By default, a trunk port sends traffic to and receives traffic from all VLANs. All VLAN IDs, 1 to 4094, are allowed on each trunk. However, you can remove VLANs from the allowed list, preventing traffic from those VLANs from passing over the trunk. To restrict the traffic a trunk carries, use the switchport trunk allowed vlan remove vlan-list interface configuration command to remove specific VLANs from the allowed list.

To reduce the risk of spanning-tree loops or storms, you can disable VLAN 1 on any individual VLAN trunk port by removing VLAN 1 from the allowed list. This is known as VLAN 1 minimization. VLAN 1 minimization disables VLAN 1 (the default VLAN on all Cisco switch trunk ports) on an individual VLAN trunk link. As a result, no user traffic, including spanning-tree advertisements, is sent or received on VLAN 1.

When you remove VLAN 1 from a trunk port, the interface continues to send and receive management traffic, for example, Cisco Discovery Protocol (CDP), Port Aggregation Protocol (PAgP), Link Aggregation Control Protocol (LACP), Dynamic Trunking Protocol (DTP), and VLAN Trunking Protocol (VTP) in VLAN 1.

If a trunk port with VLAN 1 disabled is converted to a nontrunk port, it is added to the access VLAN. If the access VLAN is set to 1, the port is added to VLAN 1, regardless of the switchport trunk allowed setting. The same is true for any VLAN that has been disabled on the port.

A trunk port can become a member of a VLAN if the VLAN is enabled, if VTP knows of the VLAN, and if the VLAN is in the allowed list for the port. When VTP detects a newly enabled VLAN and the VLAN is in the allowed list for a trunk port, the trunk port automatically becomes a member of the enabled VLAN. When VTP detects a new VLAN and the VLAN is not in the allowed list for a trunk port, the trunk port does not become a member of the new VLAN.

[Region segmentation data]
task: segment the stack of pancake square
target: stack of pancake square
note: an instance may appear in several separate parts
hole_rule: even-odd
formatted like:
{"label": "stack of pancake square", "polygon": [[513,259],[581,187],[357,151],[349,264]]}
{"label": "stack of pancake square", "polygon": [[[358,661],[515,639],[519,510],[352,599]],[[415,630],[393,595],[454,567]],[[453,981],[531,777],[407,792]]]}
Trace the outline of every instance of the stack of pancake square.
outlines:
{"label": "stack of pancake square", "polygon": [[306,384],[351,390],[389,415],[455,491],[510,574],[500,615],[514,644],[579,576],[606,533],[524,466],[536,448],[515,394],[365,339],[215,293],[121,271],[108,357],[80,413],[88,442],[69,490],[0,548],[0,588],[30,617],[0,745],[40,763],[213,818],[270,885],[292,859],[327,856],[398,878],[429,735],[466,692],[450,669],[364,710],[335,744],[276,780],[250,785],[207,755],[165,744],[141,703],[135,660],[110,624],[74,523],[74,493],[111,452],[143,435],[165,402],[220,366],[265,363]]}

### Set task 1
Answer these questions using the passage on VLAN trunk ports.
(a) By default, which VLAN IDs are allowed on each trunk?
(b) What is removing VLAN 1 from a trunk port's allowed list called?
(c) When a trunk port with VLAN 1 disabled is converted to a nontrunk port, which VLAN is it added to?
### Set task 2
Please reproduce the passage on VLAN trunk ports word for word, from "By default, a" up to and including "VLANs from the allowed list.".

### Answer 1
(a) All VLAN IDs, 1 to 4094.
(b) VLAN 1 minimization.
(c) The access VLAN.

### Answer 2
By default, a trunk port sends traffic to and receives traffic from all VLANs. All VLAN IDs, 1 to 4094, are allowed on each trunk. However, you can remove VLANs from the allowed list, preventing traffic from those VLANs from passing over the trunk. To restrict the traffic a trunk carries, use the switchport trunk allowed vlan remove vlan-list interface configuration command to remove specific VLANs from the allowed list.